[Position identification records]

○ ○ ○

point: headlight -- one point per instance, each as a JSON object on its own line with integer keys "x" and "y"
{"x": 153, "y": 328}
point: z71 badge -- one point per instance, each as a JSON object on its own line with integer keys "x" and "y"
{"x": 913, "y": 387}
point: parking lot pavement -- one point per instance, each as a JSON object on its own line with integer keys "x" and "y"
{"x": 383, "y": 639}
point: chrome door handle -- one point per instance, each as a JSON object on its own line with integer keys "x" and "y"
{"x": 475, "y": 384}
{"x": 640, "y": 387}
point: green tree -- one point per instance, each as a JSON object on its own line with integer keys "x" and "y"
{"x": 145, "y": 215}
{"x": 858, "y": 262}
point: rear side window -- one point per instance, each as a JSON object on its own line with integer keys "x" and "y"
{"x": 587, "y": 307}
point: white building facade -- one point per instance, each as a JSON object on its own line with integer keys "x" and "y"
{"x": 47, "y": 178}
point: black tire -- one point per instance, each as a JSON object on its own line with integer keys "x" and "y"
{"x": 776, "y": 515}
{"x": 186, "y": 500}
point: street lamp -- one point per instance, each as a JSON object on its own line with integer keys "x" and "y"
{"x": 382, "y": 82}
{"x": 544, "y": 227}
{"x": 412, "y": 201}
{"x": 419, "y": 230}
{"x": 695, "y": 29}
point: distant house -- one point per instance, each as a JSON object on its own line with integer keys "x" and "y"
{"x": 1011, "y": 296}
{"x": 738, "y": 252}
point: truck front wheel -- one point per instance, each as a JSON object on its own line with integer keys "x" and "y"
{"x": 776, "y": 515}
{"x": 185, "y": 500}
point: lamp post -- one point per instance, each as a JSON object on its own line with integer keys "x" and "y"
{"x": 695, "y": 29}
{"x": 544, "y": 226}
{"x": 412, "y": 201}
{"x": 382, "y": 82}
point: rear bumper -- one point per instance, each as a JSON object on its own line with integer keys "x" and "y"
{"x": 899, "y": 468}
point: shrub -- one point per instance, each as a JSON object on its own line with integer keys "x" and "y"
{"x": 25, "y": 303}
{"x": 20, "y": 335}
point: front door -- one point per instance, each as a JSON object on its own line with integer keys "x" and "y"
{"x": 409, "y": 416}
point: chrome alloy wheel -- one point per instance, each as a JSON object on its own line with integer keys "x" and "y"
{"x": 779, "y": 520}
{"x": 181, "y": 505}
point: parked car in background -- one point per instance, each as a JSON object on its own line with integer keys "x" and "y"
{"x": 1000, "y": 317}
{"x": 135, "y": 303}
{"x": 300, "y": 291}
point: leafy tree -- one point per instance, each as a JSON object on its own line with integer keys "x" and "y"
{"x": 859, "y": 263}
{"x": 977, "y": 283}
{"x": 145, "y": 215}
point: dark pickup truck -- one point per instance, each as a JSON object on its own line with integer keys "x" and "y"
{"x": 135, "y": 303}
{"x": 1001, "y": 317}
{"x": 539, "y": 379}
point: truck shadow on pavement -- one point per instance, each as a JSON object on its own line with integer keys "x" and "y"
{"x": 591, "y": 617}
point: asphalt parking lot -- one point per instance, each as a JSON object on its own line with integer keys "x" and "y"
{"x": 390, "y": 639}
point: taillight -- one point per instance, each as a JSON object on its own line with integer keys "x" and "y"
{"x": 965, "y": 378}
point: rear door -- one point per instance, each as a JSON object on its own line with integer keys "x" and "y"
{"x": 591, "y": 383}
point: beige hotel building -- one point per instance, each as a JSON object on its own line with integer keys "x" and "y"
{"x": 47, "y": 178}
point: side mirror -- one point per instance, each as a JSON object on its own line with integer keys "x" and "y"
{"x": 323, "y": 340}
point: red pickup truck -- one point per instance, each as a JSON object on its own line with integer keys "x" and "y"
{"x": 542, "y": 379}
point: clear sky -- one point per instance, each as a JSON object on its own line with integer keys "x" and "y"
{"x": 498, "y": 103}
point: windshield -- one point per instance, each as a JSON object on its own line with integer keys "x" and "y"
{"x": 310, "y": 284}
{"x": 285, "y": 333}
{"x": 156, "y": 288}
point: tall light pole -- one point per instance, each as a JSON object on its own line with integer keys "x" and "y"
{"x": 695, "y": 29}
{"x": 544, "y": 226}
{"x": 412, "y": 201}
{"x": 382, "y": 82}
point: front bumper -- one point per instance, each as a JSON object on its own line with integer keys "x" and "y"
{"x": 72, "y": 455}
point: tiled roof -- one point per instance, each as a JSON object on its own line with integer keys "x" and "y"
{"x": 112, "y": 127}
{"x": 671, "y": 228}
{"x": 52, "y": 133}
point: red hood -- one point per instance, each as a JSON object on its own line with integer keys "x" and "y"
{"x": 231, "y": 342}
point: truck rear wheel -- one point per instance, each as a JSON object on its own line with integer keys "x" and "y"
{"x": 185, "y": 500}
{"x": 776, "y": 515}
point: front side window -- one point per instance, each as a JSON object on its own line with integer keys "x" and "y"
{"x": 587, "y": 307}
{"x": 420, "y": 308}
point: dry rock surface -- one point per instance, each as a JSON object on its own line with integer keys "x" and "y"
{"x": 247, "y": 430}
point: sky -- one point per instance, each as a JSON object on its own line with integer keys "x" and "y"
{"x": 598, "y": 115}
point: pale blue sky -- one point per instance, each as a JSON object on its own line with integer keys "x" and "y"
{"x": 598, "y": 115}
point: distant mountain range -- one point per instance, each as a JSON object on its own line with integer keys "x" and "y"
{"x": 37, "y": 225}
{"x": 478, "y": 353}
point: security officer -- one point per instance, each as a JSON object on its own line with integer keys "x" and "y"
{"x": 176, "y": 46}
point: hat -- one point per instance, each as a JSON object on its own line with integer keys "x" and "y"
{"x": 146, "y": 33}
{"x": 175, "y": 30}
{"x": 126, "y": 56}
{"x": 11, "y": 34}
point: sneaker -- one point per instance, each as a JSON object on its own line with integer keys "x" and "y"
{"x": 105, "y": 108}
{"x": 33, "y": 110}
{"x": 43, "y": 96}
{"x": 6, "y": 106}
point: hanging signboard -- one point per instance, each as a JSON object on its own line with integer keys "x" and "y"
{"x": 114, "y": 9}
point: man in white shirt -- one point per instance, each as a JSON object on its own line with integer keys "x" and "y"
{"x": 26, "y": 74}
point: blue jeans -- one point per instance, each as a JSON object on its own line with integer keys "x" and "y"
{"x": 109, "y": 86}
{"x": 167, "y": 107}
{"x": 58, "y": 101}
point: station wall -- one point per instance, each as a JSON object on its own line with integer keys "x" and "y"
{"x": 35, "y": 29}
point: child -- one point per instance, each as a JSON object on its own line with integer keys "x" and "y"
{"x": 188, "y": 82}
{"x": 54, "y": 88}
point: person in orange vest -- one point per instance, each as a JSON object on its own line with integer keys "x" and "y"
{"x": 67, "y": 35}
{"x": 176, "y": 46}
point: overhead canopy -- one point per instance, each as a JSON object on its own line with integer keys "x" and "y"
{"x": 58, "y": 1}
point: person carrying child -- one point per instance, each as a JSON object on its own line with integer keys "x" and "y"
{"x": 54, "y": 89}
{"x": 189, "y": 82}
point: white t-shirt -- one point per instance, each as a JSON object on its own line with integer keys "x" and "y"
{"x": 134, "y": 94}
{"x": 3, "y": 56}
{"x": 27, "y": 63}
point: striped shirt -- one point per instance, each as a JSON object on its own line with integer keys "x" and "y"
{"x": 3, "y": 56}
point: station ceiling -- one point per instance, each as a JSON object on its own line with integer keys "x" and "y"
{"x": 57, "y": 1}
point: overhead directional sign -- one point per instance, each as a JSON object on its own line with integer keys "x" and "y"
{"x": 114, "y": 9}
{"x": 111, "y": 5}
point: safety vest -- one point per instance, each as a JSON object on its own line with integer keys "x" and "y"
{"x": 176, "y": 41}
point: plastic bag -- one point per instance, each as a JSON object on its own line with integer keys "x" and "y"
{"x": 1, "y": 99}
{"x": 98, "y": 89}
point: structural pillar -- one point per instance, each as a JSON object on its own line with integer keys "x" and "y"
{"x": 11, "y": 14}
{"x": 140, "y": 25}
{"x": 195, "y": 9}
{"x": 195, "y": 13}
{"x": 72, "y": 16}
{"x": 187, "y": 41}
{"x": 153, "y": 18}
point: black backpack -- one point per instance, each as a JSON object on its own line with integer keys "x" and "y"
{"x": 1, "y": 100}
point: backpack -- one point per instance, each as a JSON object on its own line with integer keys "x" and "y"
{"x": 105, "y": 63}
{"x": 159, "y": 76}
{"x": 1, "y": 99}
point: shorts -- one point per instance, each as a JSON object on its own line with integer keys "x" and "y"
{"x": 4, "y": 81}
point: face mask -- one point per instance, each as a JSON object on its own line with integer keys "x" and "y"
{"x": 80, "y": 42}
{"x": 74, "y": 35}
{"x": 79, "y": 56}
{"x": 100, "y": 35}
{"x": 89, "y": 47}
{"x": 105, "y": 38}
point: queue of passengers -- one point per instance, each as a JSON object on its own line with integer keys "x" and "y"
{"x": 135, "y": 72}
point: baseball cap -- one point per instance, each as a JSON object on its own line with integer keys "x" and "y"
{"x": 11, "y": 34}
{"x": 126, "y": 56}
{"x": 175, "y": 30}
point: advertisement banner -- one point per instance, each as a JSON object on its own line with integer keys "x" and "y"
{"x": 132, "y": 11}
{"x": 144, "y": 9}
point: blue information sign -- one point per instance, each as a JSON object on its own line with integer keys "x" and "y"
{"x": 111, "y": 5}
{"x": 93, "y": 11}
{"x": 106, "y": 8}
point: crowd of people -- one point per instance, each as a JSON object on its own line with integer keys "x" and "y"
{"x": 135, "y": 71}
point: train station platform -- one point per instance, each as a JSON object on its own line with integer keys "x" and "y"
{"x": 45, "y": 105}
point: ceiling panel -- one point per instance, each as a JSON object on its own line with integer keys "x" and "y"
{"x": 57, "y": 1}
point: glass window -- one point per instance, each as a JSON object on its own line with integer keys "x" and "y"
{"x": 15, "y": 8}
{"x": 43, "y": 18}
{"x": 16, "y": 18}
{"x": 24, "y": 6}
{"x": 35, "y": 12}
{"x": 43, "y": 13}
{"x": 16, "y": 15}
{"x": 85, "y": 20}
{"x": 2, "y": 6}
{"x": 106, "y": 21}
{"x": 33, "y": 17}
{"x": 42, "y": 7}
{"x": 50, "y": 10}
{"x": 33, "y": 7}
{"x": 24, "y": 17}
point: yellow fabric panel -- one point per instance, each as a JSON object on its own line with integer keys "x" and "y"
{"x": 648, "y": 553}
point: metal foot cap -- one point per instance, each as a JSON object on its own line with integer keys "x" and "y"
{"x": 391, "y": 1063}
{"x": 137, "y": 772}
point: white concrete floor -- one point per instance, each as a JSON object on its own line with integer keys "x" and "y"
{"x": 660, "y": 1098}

○ ○ ○

TASK: Quote only the lines from the line containing "point: advertisement banner" through the end of the entries, keeping the first and the last.

TASK OUTPUT:
point: advertisement banner -- one point per instance, each as a JSON object on its own line with integer keys "x" and "y"
{"x": 132, "y": 11}
{"x": 144, "y": 9}
point: blue information sign -- one point per instance, each as a JSON object on its own line with integer keys "x" and "y"
{"x": 111, "y": 5}
{"x": 93, "y": 11}
{"x": 106, "y": 8}
point: crowd of people -- one point per instance, each as a JSON object on its own line with integer keys "x" and "y"
{"x": 135, "y": 71}
point: train station platform -- one point per instance, each as a JSON object on its own line with integer keys "x" and "y"
{"x": 45, "y": 105}
point: ceiling panel -- one point per instance, each as a JSON object on its own line with integer keys "x" and "y"
{"x": 57, "y": 1}
point: glass window -- one point per instance, each as a JSON object on its own line with integer keys "x" and "y"
{"x": 15, "y": 8}
{"x": 43, "y": 18}
{"x": 16, "y": 18}
{"x": 24, "y": 6}
{"x": 35, "y": 12}
{"x": 43, "y": 13}
{"x": 16, "y": 15}
{"x": 85, "y": 20}
{"x": 2, "y": 6}
{"x": 106, "y": 21}
{"x": 33, "y": 17}
{"x": 42, "y": 7}
{"x": 50, "y": 10}
{"x": 33, "y": 7}
{"x": 24, "y": 17}
point: yellow fabric panel -- one point per instance, each as a JSON object on its own line with integer keys "x" and "y"
{"x": 648, "y": 553}
point: metal foot cap -- one point per instance, each as a JSON object on its own line with integer keys "x" and "y"
{"x": 391, "y": 1063}
{"x": 137, "y": 772}
point: white concrete floor -- one point per instance, each as a JSON object on its own line with integer keys "x" and "y"
{"x": 660, "y": 1098}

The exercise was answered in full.